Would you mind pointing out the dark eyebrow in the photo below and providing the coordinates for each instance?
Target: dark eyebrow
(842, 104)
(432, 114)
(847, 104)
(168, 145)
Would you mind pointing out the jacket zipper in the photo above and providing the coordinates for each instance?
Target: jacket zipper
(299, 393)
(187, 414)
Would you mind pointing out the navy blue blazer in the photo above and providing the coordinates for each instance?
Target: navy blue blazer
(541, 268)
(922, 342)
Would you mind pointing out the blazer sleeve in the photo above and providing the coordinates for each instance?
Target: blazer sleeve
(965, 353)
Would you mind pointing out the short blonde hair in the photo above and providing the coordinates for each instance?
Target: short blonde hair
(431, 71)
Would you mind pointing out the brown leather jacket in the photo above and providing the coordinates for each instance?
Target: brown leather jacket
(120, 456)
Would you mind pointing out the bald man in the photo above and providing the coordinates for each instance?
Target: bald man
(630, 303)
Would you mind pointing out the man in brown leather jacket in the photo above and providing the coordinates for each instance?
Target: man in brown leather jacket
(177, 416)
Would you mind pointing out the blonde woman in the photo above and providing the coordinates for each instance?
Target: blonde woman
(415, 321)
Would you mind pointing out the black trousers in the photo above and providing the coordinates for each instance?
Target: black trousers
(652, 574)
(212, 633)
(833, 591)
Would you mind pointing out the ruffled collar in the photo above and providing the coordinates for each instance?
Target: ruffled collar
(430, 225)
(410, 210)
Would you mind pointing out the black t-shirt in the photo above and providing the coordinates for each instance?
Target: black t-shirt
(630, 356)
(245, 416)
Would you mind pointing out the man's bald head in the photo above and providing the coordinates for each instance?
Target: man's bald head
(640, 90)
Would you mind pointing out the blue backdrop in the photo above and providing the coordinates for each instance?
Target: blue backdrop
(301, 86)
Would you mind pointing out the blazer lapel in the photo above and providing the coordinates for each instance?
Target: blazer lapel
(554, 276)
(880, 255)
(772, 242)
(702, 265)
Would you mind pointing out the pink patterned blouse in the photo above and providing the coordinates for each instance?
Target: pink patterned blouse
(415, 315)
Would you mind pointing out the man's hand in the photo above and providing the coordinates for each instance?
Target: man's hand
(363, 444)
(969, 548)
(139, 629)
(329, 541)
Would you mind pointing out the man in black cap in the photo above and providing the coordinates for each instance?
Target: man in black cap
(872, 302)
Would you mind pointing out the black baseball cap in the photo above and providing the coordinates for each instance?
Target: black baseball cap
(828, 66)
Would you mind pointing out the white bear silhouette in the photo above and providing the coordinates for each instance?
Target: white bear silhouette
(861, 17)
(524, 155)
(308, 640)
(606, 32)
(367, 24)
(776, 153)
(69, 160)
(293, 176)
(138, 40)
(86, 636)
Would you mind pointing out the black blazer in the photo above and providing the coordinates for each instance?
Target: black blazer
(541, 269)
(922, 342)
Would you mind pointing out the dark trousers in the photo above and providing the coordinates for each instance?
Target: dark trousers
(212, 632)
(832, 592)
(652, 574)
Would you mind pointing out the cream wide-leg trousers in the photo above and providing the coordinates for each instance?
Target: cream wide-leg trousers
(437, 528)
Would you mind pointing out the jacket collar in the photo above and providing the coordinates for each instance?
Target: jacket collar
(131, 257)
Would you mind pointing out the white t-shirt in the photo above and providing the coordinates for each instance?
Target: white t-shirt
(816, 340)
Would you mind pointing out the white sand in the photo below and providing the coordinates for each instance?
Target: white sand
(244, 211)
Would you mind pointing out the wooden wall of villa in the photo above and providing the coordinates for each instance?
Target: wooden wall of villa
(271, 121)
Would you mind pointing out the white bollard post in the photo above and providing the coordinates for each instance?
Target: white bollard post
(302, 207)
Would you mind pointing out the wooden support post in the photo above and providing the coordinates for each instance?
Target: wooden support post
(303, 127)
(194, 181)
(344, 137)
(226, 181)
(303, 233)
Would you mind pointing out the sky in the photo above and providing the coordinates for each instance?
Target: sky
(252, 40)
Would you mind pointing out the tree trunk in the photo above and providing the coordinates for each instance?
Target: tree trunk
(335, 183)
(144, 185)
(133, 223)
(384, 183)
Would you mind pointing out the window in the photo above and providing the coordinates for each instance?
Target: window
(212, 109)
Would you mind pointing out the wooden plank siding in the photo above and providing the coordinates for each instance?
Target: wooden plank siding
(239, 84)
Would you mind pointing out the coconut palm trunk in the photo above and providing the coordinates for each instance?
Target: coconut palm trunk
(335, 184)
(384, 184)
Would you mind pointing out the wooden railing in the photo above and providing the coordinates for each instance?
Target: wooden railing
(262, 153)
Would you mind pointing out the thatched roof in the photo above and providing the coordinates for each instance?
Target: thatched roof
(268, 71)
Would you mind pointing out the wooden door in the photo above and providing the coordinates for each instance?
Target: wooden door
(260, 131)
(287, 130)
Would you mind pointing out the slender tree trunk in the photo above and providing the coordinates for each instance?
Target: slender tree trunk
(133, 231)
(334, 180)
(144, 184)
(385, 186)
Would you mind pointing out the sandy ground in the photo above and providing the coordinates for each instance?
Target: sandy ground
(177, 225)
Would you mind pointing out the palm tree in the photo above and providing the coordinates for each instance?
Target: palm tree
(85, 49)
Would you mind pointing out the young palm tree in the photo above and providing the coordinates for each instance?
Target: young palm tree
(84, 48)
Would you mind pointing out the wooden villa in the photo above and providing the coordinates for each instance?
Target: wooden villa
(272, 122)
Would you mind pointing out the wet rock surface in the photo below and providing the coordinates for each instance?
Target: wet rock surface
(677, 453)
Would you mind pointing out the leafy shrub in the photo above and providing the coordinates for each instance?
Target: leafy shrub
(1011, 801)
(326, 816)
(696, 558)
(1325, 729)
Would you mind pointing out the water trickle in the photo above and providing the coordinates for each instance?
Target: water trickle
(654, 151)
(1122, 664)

========================

→ Try it:
Beginning with the line above that contains "Target: ruffled collar", copy each line exactly up to and including the line that contains "Would you mind pointing out the man in black", and go no further.

→ Response box:
Target: ruffled collar
(430, 225)
(410, 210)
Would you mind pointing out the black t-shirt in the photo above and providing the coordinates for each instance?
Target: black t-shirt
(630, 356)
(245, 416)
Would you mind pointing out the man's bald head in the photo above and providing the coordinates for each instance?
Target: man's bald head
(640, 90)
Would you mind pointing out the blue backdrop in the photo above and providing the coordinates for each instance?
Target: blue backdrop
(301, 86)
Would you mind pointing out the blazer lapel in the photo above and providing the coordinates for each instance?
Target: blazer lapel
(554, 276)
(880, 255)
(772, 242)
(702, 265)
Would you mind pointing out the pink patterned blouse in the photo above and providing the coordinates for each instance?
Target: pink patterned blouse
(415, 315)
Would you mind pointing out the man's hand in the photo above and providing the coordinates for each instance?
Target: man's hand
(363, 444)
(969, 548)
(139, 629)
(329, 541)
Would you mind pointing out the man in black cap in the photo above and providing the coordinates for each instance?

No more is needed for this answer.